### WORK TO BE COMPLETED:
Copy out, from the entries below, each line holding the string "young".

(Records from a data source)
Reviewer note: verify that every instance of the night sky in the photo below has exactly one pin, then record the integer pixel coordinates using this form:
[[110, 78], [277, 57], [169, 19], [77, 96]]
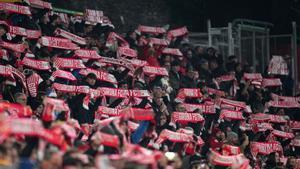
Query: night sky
[[195, 12]]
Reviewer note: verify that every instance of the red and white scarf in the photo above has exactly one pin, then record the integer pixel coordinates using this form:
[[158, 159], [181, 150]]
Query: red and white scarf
[[19, 9], [230, 150], [276, 97], [151, 70], [60, 43], [6, 71], [278, 66], [36, 64], [271, 82], [15, 110], [103, 76], [70, 36], [68, 63], [252, 76], [172, 51], [33, 82], [265, 148], [294, 125], [182, 117], [239, 160], [217, 92], [63, 74], [112, 37], [283, 104], [174, 137], [159, 42], [150, 29], [87, 54], [188, 93], [40, 4], [177, 32], [106, 139], [13, 46], [205, 108], [230, 114], [125, 51]]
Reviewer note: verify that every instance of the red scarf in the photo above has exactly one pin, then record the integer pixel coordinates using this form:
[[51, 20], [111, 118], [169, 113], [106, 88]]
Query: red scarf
[[40, 4], [177, 32], [171, 51], [230, 114], [68, 63], [15, 8], [150, 29], [70, 36], [33, 82], [60, 43], [182, 117], [151, 70], [125, 51], [63, 74], [36, 64], [87, 54], [103, 76], [205, 108]]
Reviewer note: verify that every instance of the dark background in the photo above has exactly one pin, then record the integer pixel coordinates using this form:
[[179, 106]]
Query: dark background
[[192, 13]]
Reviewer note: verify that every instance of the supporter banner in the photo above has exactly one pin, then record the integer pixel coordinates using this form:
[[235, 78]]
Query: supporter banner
[[33, 82], [151, 70], [15, 8], [70, 36], [15, 110], [230, 150], [36, 64], [68, 63], [63, 74], [182, 117], [278, 66], [58, 43], [190, 93], [150, 29], [172, 51], [13, 46], [125, 51], [205, 108], [39, 4], [87, 54], [112, 37], [103, 76], [265, 148], [159, 42], [177, 32], [230, 114]]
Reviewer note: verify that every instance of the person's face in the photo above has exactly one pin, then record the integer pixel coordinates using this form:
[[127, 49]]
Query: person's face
[[22, 100], [91, 81], [2, 31]]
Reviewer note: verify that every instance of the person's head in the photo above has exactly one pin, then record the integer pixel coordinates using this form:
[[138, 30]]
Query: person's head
[[3, 29], [175, 66], [21, 98], [91, 79]]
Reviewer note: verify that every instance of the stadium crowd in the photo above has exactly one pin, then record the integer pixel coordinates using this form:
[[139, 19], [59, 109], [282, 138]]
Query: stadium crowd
[[77, 95]]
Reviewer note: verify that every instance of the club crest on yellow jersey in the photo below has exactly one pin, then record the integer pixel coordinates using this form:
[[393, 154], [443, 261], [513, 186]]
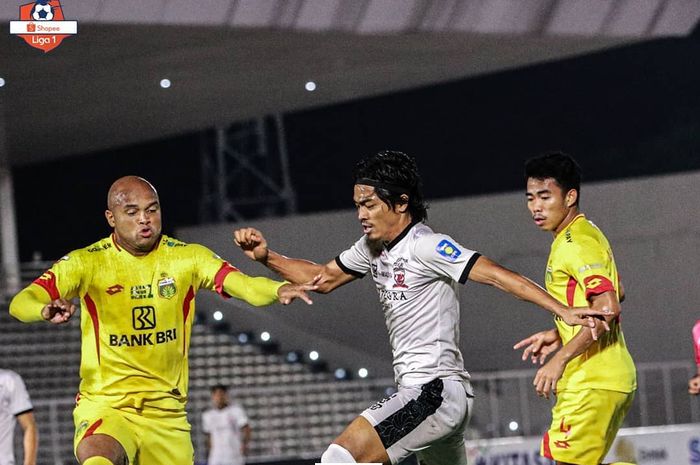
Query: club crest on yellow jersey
[[166, 287]]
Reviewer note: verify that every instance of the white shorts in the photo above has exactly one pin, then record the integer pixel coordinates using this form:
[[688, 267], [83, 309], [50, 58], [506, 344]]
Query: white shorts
[[427, 420]]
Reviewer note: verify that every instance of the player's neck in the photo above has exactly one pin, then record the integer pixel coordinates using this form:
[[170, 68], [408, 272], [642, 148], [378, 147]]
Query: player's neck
[[570, 216], [401, 225]]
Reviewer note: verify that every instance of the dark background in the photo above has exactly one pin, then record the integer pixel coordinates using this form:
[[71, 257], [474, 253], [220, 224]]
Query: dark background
[[627, 112]]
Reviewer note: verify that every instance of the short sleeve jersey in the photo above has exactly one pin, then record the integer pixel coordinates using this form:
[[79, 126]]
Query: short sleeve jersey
[[581, 265], [136, 313], [224, 427], [416, 276], [14, 400]]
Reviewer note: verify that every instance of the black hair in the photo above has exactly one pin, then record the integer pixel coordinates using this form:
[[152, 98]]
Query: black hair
[[393, 174], [556, 165]]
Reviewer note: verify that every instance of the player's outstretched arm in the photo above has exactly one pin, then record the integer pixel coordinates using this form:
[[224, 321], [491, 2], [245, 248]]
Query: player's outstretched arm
[[299, 271], [545, 381], [30, 438], [260, 291], [33, 304], [487, 271], [538, 346]]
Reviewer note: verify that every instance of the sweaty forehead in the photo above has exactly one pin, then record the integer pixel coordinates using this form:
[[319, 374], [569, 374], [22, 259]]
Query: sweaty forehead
[[362, 192], [134, 193], [535, 185]]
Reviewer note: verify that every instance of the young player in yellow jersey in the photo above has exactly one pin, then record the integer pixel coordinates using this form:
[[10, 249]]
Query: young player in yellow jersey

### EXPECTED ANSWER:
Reviewer note: verify that every instance of the young player in yellow jersey in the photo above has exactly one pin, then record the integer pixel coordinates using this form:
Query: young player in yellow jersey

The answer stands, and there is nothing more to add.